▶ INSTRUCTIONS TO FOLLOW: Copy the data that follows, exactly and completely.

Natural language region descriptions
------------

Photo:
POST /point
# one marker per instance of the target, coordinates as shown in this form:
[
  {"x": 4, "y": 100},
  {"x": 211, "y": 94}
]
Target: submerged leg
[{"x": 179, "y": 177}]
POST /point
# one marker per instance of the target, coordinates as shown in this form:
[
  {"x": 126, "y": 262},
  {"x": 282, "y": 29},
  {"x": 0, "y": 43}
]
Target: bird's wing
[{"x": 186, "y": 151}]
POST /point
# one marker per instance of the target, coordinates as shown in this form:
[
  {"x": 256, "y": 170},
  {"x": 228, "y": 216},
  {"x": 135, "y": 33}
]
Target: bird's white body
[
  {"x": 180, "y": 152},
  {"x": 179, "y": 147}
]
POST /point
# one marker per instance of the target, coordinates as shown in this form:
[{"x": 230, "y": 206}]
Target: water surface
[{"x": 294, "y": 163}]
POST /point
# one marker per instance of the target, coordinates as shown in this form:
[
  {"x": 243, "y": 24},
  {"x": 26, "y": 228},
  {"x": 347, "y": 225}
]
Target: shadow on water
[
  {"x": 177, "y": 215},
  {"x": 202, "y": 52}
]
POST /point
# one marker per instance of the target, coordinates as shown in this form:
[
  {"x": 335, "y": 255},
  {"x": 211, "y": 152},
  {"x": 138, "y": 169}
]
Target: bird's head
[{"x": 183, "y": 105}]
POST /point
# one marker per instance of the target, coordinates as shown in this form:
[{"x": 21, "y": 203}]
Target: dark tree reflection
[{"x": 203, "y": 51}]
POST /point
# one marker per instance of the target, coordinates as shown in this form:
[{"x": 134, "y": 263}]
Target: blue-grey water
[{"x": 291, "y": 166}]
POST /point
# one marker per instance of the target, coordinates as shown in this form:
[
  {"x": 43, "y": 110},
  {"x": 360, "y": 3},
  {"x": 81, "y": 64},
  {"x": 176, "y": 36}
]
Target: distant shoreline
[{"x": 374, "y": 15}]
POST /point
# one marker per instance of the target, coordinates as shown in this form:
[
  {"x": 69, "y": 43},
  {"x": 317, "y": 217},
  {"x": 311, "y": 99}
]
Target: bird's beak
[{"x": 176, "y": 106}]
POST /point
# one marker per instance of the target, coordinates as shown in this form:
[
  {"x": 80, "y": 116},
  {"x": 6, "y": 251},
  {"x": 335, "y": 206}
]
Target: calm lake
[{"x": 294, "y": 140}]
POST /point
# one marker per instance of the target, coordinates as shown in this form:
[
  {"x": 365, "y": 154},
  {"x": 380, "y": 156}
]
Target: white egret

------------

▶ EXERCISE RESPONSE:
Photo:
POST /point
# one marker per instance of the target, coordinates as shown in this form:
[
  {"x": 4, "y": 100},
  {"x": 211, "y": 94}
]
Target: submerged leg
[{"x": 179, "y": 177}]
POST /point
# one marker per instance of the target, coordinates as shown in this form:
[
  {"x": 126, "y": 262},
  {"x": 282, "y": 29},
  {"x": 0, "y": 43}
]
Target: bird's wing
[{"x": 186, "y": 151}]
POST /point
# one marker per instance of the target, coordinates as shown in this form:
[
  {"x": 256, "y": 170},
  {"x": 228, "y": 216},
  {"x": 135, "y": 33}
]
Target: bird's white body
[
  {"x": 180, "y": 152},
  {"x": 179, "y": 147}
]
POST /point
# one marker per instance of the target, coordinates as shown in this form:
[{"x": 230, "y": 206}]
Target: water surface
[{"x": 294, "y": 163}]
POST /point
# one marker per instance of the target, coordinates as shown in this form:
[
  {"x": 243, "y": 24},
  {"x": 26, "y": 228},
  {"x": 347, "y": 225}
]
Target: shadow on water
[
  {"x": 177, "y": 215},
  {"x": 202, "y": 52}
]
POST /point
# one marker per instance of the target, coordinates as shown in this form:
[
  {"x": 335, "y": 255},
  {"x": 211, "y": 152},
  {"x": 138, "y": 169}
]
Target: bird's head
[{"x": 183, "y": 105}]
POST /point
# one marker per instance of the target, coordinates as shown in this form:
[{"x": 21, "y": 203}]
Target: dark tree reflection
[{"x": 203, "y": 51}]
POST /point
# one marker per instance of the target, coordinates as shown in this form:
[{"x": 134, "y": 263}]
Target: blue-grey water
[{"x": 291, "y": 166}]
POST /point
# one marker per instance of the target, coordinates as shown in this form:
[
  {"x": 43, "y": 110},
  {"x": 360, "y": 3},
  {"x": 81, "y": 64},
  {"x": 176, "y": 36}
]
Target: distant shoreline
[{"x": 374, "y": 15}]
POST /point
# one marker per instance of the target, coordinates as shown in this form:
[
  {"x": 69, "y": 43},
  {"x": 317, "y": 217},
  {"x": 311, "y": 99}
]
Target: bird's beak
[{"x": 176, "y": 106}]
POST /point
# one marker per instance of the target, coordinates as shown in this form:
[
  {"x": 80, "y": 116},
  {"x": 6, "y": 251},
  {"x": 335, "y": 206}
]
Target: calm lake
[{"x": 294, "y": 140}]
POST /point
# one marker per instance of the target, coordinates as shown in this form:
[
  {"x": 365, "y": 154},
  {"x": 380, "y": 156}
]
Target: white egret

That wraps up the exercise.